(Bloc de texte):
------------------------------------------------------------

L’idée, nous l’avons vu, est d’évaluer le coût de chaque opération effectuée sur la voiture entre sa conception et sa destruction. CNW a donc réfléchi à toutes les opérations pouvant consommer de l’énergie, et a retenu les 4000 plus pertinentes. Ces opérations ont été rassemblées en une douzaine de catégories. Pendant quatre ans, CNW a ensuite rassemblé et synthétisé les informations concernant les coûts de chaque opération pour un éventail de plus de 300 modèles de véhicules différents. Ce travail a été effectué dans la plus grande discrétion, en particulier vis-à-vis des constructeurs automobiles, pour des raisons d’impartialité et d’indépendance.

Les catégories sur lesquelles ont été évalués des coûts sont :

Pendant le cycle de vie de la voiture :

-          La consommation de carburant

-          La maintenance

-          Les réparations après accident

De la conception à la vente :

-          La R&D

-          La fabrication

-          Les services administratifs pour le constructeur

-          La livraison au revendeur

-          Les dépenses liées au véhicule sur le point de vente

La fin de vie du véhicule :

-          Le recyclage des pièces

-          La destruction des pièces non recyclables

-          La reconversion des pièces réutilisables

 

Excepté dans la catégorie « consommation de carburant » - où elles sont trois fois plus économiques en moyenne que les voitures à essence – et dans la destruction des pièces non recyclables, les voitures hybrides sont perdantes partout, en particulier dans les catégories : dépenses liées au véhicule sur le point de vente (qui rassemble des critères tels que : espace d’exposition, espace de stockage, chauffage et éclairage du magasin, équipement de nettoyage et de préparation, etc.), fabrication, maintenance et réparation où le coût pour les véhicules hybrides approche le double de la moyenne des véhicules étudiés. Le coût le plus gros est – sans surprise –  celui de la R&D, qui pour les véhicules hybrides atteint le triple de celui du véhicule moyen. Il faut à cela ajouter le fait que, comme la technologie hybride est jeune et en évolution, les technologies actuelles seront vite dépassées et les acheteurs de voitures hybrides changent plus vite de voiture. Au contraire, excepté dans la catégorie « consommation de carburant », le Hummer H3 présente des coûts pratiquement partout inférieurs à ceux du véhicule moyen.

------------------------------------------------------------

[Lignes d'annotation de régions]
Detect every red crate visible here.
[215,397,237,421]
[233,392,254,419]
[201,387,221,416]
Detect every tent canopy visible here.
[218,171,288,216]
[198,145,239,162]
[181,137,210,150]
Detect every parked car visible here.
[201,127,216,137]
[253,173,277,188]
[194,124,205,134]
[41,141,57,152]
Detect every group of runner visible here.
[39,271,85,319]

------------------------------------------------------------

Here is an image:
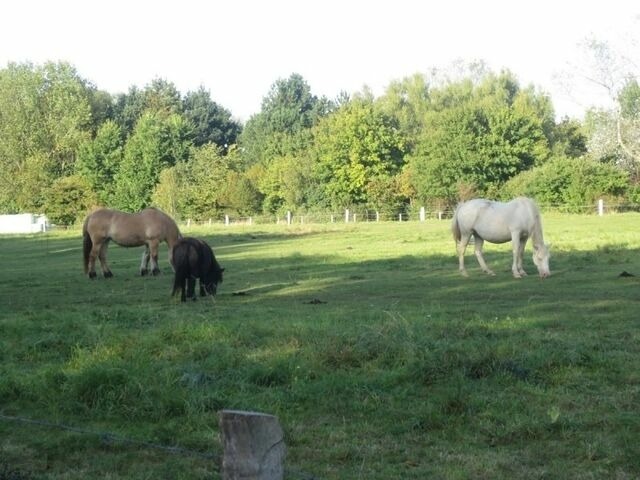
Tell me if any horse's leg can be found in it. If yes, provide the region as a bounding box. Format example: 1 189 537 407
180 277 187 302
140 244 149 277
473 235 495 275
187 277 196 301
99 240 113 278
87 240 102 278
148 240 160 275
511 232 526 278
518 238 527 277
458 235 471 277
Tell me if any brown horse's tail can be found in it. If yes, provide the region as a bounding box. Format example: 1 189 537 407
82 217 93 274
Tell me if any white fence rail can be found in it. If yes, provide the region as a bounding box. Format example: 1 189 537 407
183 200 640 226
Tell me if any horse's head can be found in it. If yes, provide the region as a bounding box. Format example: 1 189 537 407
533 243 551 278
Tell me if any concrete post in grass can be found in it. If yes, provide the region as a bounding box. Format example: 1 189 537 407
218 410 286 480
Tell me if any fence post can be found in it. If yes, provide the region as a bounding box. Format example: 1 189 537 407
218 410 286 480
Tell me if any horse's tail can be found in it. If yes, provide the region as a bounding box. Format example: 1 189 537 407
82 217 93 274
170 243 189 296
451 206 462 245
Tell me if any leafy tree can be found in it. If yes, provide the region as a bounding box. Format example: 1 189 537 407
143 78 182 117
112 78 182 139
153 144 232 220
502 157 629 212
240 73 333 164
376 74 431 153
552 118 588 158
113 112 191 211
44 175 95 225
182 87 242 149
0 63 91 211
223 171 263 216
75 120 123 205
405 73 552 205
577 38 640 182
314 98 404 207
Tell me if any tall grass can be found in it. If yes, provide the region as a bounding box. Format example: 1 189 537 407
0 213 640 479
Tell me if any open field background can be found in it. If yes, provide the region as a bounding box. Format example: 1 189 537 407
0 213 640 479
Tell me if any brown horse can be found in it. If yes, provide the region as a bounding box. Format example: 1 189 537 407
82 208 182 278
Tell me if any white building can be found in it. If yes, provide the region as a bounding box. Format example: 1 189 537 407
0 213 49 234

------------------------------------------------------------

(Consigne 1):
Dans le texte sur l'étude des coûts de CNW, relevez chacune des catégories listées sous « De la conception à la vente : ».
(Consigne 2):
D'après le texte sur l'étude des coûts de CNW, pour combien de modèles de véhicules différents CNW a-t-elle rassemblé les informations de coûts ?

(Résultat attendu 1):
- La R&D
- La fabrication
- Les services administratifs pour le constructeur
- La livraison au revendeur
- Les dépenses liées au véhicule sur le point de vente

(Résultat attendu 2):
Plus de 300 modèles de véhicules différents.